New Lincoln School | |
---|---|
Address | |
31 West 110th Street , 10026 United States | |
Information | |
School type | private, progressive |
Established | 1948 |
Status | closed |
Closed | 1988 |
CEEB code | 333845 |
Grades | K-12 |
Average class size | 20 |
Color(s) | blue and gold |
Newspaper | Lincoln Live Wire |
Website | http://www.newlincoln.org/ |
The New Lincoln School was a private experimental coeducational school in New York City enrolling students from kindergarten through grade 12.
New Lincoln's predecessor was founded as Lincoln School in 1917 by the Rockefeller-funded General Education Board as "a pioneer experimental school for newer educational methods," under the aegis of Columbia University's Teachers College. [1] In 1941 Teachers College merged Lincoln School with Horace Mann School, which it operated as a demonstration school. When Teachers College closed down the combined school in 1946, parents of Lincoln School enrollees established the New Lincoln School in 1948 as "an extension of the philosophy which made those [predecessor] schools famous," i.e., to carry on the tradition of progressive, experimental education, concentrating on the individual child, offering an interdisciplinary core program as well as electives in elementary grades, and emphasizing the arts. [2]
In 1956, the school acquired the former Boardman School on East 82nd Street and moved its Lower School (through second grade) to that campus, under the coordination of Terry Spitalny.
In 1974, the school moved to 210 East 77th Street. [3] The school merged with the Walden School in Fall 1988 to become the New Walden Lincoln School, [4] which ultimately closed in Summer 1991.
The progressive education movement had a significant impact on curriculum and instruction in American schools. [5] For example, as a demonstration school, New Lincoln, like its predecessors, attracted widespread attention, including about 1,000 visitors each year. [6] Eleanor Roosevelt attended the school’s tenth anniversary celebration and conference and wrote in her syndicated newspaper column that “this day was one of the most stimulating that I have spent in a long time.” [7]
The New Lincoln School building had previously been the 110th Street Community Center. [8] An eight-story building that had been recently renovated and had a swimming pool in the basement, it was further renovated to meet the new school's needs of a cafeteria, classrooms, laboratories, and a library.
After the school closed the West 110th Street site became home to the Lincoln Correctional Facility, a minimum-security work-release center, [9] which itself closed in 2019. The East 77th Street campus has been occupied by the Birch Wathen School since 1989. [10]
The curriculum was centered on Core, a combination of Social Studies and English. Other subjects were tied in to Core as much as possible, for instance, songs chosen for Music class or projects chosen for Home Economics. Each class put on a play each year arising from their Core studies. Core was designed to focus on the real world as experienced by the students. Thus when the 5th-6th grades studied their city, New York, there was a section on Tunnels and Bridges, as well as one on History; and when a 7th-8th grade class studied Japan they built a “house” of homemade shoji screens in their classroom. Science, Art, and Math were generally not linked to Core, but still emphasized hands-on approaches to learning.

Saved data entries
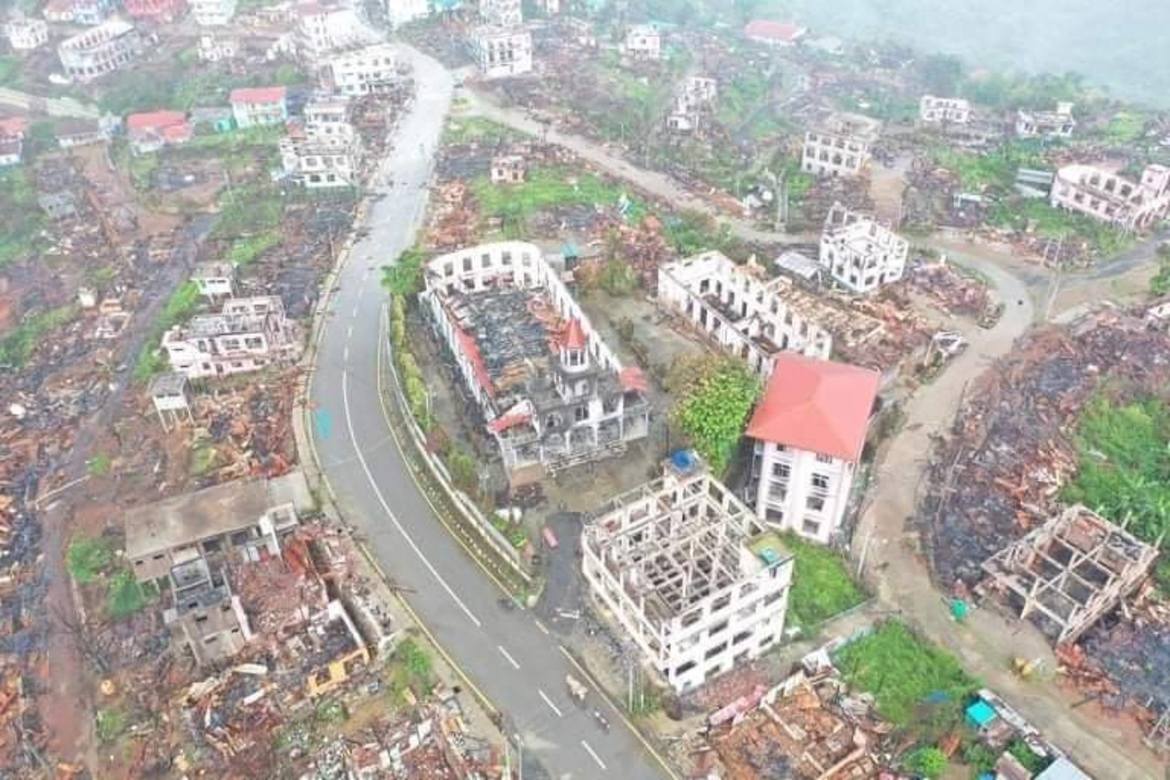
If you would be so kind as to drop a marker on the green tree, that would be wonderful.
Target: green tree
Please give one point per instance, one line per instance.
(929, 763)
(714, 412)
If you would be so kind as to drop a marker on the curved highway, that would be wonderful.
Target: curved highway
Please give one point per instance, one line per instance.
(508, 655)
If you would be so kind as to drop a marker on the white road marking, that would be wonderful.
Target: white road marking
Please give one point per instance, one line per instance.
(504, 654)
(594, 756)
(549, 702)
(385, 506)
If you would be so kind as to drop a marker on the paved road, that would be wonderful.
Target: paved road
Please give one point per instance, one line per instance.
(507, 654)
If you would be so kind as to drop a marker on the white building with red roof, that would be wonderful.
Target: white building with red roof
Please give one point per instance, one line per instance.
(253, 107)
(809, 430)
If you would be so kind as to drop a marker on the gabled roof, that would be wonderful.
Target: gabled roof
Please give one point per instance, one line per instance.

▸ TASKS TO CARRY OUT
**1.** According to the passage on the New Lincoln School, why did the 5th-6th grade study of New York include a section on Tunnels and Bridges?
**2.** Rewrite only the saved data entries from the line containing "road, that would be wonderful." through the end of the entries, inclusive, changing "Target" to "Label" and leaving everything else as it is.

▸ ANSWERS TO THE TASKS
**1.** Core was designed to focus on the real world as the students experienced it. So when the 5th-6th grades studied their own city, New York, the study included a section on Tunnels and Bridges as well as one on History.

**2.**
If you would be so kind as to drop a marker on the paved road, that would be wonderful.
Label: paved road
Please give one point per instance, one line per instance.
(507, 654)
If you would be so kind as to drop a marker on the white building with red roof, that would be wonderful.
Label: white building with red roof
Please give one point per instance, one line per instance.
(253, 107)
(809, 430)
If you would be so kind as to drop a marker on the gabled roof, that would be wonderful.
Label: gabled roof
Please give one point per instance, one line per instance.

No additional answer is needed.